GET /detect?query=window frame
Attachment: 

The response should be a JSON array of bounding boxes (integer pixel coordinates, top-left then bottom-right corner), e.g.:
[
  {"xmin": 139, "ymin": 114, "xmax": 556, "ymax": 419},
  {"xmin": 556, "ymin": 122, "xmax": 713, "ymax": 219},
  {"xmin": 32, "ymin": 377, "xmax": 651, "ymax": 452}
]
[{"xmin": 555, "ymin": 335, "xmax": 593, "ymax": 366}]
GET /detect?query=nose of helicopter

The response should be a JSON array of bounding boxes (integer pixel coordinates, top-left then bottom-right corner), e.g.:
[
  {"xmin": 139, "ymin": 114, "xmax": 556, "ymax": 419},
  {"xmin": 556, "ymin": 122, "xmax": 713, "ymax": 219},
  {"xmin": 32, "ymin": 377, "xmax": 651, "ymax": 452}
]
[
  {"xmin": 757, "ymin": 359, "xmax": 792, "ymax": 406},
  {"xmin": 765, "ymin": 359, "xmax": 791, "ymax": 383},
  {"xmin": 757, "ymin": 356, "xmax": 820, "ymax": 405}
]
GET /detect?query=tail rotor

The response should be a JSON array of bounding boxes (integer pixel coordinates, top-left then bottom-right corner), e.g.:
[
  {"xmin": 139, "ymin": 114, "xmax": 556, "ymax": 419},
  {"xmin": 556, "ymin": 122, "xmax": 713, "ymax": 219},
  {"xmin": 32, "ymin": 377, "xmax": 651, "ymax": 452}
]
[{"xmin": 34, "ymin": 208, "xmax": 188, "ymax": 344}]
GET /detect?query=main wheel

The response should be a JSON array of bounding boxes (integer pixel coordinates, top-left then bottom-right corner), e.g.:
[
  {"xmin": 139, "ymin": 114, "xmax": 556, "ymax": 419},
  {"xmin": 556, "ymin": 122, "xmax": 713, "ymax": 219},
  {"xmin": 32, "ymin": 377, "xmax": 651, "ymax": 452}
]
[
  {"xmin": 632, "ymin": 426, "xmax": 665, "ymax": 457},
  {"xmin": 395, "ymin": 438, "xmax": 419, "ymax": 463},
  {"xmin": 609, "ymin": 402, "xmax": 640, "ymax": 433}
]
+ + + +
**What to do:** With nothing left out, copy every record exactly.

**Written response:**
GET /detect?query=window frame
Attachment: 

The response should be a JSON array of bounding boxes (integer pixel coordinates, top-left then bottom-right corner), e.g.:
[
  {"xmin": 139, "ymin": 114, "xmax": 556, "ymax": 419},
  {"xmin": 556, "ymin": 122, "xmax": 713, "ymax": 219},
  {"xmin": 32, "ymin": 377, "xmax": 651, "ymax": 452}
]
[{"xmin": 555, "ymin": 335, "xmax": 593, "ymax": 366}]
GET /detect?query=nose of helicopter

The response should be a JSON array of bounding boxes (integer pixel coordinates, top-left then bottom-right corner), e.g.:
[
  {"xmin": 139, "ymin": 114, "xmax": 556, "ymax": 419},
  {"xmin": 556, "ymin": 122, "xmax": 713, "ymax": 219},
  {"xmin": 32, "ymin": 377, "xmax": 651, "ymax": 452}
]
[
  {"xmin": 757, "ymin": 359, "xmax": 792, "ymax": 406},
  {"xmin": 765, "ymin": 359, "xmax": 791, "ymax": 383},
  {"xmin": 757, "ymin": 356, "xmax": 820, "ymax": 405}
]
GET /detect?query=tail rotor

The response should be a JSON array of bounding boxes (integer pixel coordinates, top-left then bottom-right corner), e.g.:
[
  {"xmin": 139, "ymin": 114, "xmax": 556, "ymax": 419},
  {"xmin": 556, "ymin": 122, "xmax": 713, "ymax": 219},
  {"xmin": 32, "ymin": 377, "xmax": 651, "ymax": 452}
]
[{"xmin": 34, "ymin": 208, "xmax": 188, "ymax": 344}]
GET /detect?query=main wheel

The response should be a JSON array of bounding boxes (integer pixel coordinates, top-left then bottom-right corner), e.g.:
[
  {"xmin": 139, "ymin": 114, "xmax": 556, "ymax": 419},
  {"xmin": 556, "ymin": 122, "xmax": 713, "ymax": 219},
  {"xmin": 32, "ymin": 377, "xmax": 651, "ymax": 452}
]
[
  {"xmin": 632, "ymin": 426, "xmax": 665, "ymax": 457},
  {"xmin": 395, "ymin": 438, "xmax": 419, "ymax": 463},
  {"xmin": 609, "ymin": 402, "xmax": 640, "ymax": 433}
]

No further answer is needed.